_YOUR TASK_
Copy each of the records below word for word, keeping every line exactly as it stands.

_STORED ROWS_
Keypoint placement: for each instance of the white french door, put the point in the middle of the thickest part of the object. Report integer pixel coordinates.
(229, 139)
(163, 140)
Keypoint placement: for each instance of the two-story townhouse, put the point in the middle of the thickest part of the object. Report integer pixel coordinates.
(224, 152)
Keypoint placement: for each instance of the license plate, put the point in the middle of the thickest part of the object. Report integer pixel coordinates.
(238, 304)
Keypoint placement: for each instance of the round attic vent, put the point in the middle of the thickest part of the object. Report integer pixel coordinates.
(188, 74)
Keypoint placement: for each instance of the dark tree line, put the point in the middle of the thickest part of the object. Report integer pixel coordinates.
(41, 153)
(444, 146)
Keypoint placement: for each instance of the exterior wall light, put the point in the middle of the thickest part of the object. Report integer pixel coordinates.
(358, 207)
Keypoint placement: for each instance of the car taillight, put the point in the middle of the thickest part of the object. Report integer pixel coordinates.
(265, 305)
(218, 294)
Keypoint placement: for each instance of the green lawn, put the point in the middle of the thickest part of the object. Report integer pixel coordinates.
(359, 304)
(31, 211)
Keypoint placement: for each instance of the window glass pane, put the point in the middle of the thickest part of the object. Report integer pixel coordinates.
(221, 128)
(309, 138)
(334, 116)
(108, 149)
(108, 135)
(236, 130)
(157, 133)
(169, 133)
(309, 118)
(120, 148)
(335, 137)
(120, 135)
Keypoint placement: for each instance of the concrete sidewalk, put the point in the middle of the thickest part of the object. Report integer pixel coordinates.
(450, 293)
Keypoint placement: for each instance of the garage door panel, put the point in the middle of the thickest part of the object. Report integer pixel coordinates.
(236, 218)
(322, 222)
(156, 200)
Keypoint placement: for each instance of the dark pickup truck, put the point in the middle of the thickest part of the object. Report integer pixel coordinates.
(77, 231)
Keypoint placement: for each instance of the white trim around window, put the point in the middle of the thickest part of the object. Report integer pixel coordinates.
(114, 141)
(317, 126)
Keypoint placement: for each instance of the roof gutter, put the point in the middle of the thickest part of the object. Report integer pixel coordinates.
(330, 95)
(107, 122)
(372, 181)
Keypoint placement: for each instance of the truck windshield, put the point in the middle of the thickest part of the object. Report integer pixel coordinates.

_FINISHED ANSWER_
Keypoint placement: for each instance of the white french door, put the point in the middle of the thickest part of the object. Report integer pixel coordinates.
(229, 139)
(163, 140)
Keypoint placement: for each instance of the two-story townhouse, put the point in the middle of the thickest part of the object. Report integer pixel coordinates.
(224, 152)
Keypoint placement: for each instance of the license plate, put the point in the middle of the thickest part of the object. Report integer pixel coordinates.
(238, 304)
Keypoint placement: for each instance of the round attic vent, put the point in the middle of the thickest part of the object. Report integer pixel coordinates.
(188, 74)
Keypoint placement: for each instance of the dark tree line, put the point in the middle of the thickest part of the object. Report integer pixel coordinates.
(41, 153)
(444, 146)
Keypoint placement: for each instance of the exterior wall light, put the point in the middle of the thickest part of the object. Report integer pixel coordinates.
(358, 207)
Keypoint placement: for each instance of the car taillight, put the point in the middle of the thickest part of the object. Report integer pixel coordinates.
(265, 305)
(218, 294)
Keypoint placement: for each instance of the green lawn, put the point in the middle of the thickest part of the object. Report integer pixel coordinates.
(359, 304)
(31, 211)
Keypoint placement: for each instance of the window glass pane, put the point in the middle of the thickest part of the object. Report integer pixel coordinates.
(221, 128)
(309, 138)
(334, 116)
(108, 149)
(108, 135)
(236, 130)
(157, 133)
(169, 133)
(309, 118)
(120, 148)
(335, 137)
(120, 135)
Keypoint placement: for each instance of the concrete sidewalk, put the point in the middle of the thickest part of the object. Report integer pixel coordinates.
(450, 293)
Keypoint placement: for each instance of the garage door panel, put the point in the middle of the thickest part of the object. Report integer pixel coordinates.
(236, 218)
(322, 222)
(156, 200)
Keypoint placement: for each instance of the dark pickup truck, put the point in the middle of the thickest part of the object. Report integer pixel coordinates.
(77, 231)
Keypoint placement: for each instance of the white trim around window, put the point in the middle of the thickest part of the object. Report integer pixel coordinates.
(114, 141)
(317, 126)
Keypoint placement: for each instance of the roof gutter, put the point in the middle of the thickest part of the object. Report integer pixel coordinates.
(330, 95)
(107, 122)
(372, 181)
Keypoint placement: for each instance of the truck windshield, put the point in the middle of the thickest part of the object. Report integer pixel coordinates.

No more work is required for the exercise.